[Opening Provided material section]

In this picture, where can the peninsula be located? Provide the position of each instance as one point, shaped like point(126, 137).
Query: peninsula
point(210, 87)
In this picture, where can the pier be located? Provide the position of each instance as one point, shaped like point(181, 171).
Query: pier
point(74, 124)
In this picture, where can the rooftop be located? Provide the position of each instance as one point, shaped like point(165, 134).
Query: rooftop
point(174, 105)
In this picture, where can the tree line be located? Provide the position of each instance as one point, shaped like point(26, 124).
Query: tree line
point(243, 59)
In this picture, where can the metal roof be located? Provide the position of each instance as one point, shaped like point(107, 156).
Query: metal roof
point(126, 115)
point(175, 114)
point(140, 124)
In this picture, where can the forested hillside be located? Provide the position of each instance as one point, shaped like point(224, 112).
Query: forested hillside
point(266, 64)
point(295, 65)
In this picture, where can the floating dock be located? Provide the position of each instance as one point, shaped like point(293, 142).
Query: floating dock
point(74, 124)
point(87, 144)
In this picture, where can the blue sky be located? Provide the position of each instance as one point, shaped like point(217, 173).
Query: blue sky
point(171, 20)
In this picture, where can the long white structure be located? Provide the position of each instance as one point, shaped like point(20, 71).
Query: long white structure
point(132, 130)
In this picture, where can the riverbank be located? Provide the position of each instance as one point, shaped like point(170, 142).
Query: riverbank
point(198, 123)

[Closing Provided material section]

--- Exercise details ---
Set down all of the records shown above once more, exactly.

--- Answer to this exercise ---
In this picture, where can the peninsula be located? Provide the position of each instance as one point, shaped like point(126, 137).
Query: peninsula
point(210, 87)
In this picture, where can the pier be located? Provide the position of each instance as one point, shaped like point(181, 171).
Query: pier
point(74, 124)
In this picture, where can the rooftop be located? Provide the position of each instance as one point, shaped like point(165, 134).
Query: rooftop
point(174, 105)
In this picture, where can the tree line be located? Provide the position of each instance as one point, shaped like point(26, 124).
Query: tree line
point(243, 59)
In this picture, where can the metal roof be located? Provide the position of each instance as one point, shaped like point(107, 156).
Query: metal roof
point(126, 115)
point(175, 114)
point(140, 124)
In this picture, where can the forested hillside be located? Provide the position of each instance as one point, shaped like point(224, 112).
Query: forested hillside
point(266, 64)
point(295, 65)
In this picture, where can the floating dock be located? Provide the position of each instance as one point, shaped like point(293, 142).
Query: floating dock
point(74, 124)
point(87, 144)
In this picture, where can the blue sky be located? Provide the position of each instance as one point, shaped like point(217, 173).
Query: blue sky
point(171, 20)
In this picture, where can the long white structure be located? Provide the position of each instance as one point, shaped like point(20, 71).
Query: long white structure
point(132, 130)
In this picture, where can the riverbank be located? Provide the position of each instance as one point, shaped like point(170, 142).
Query: riverbank
point(198, 123)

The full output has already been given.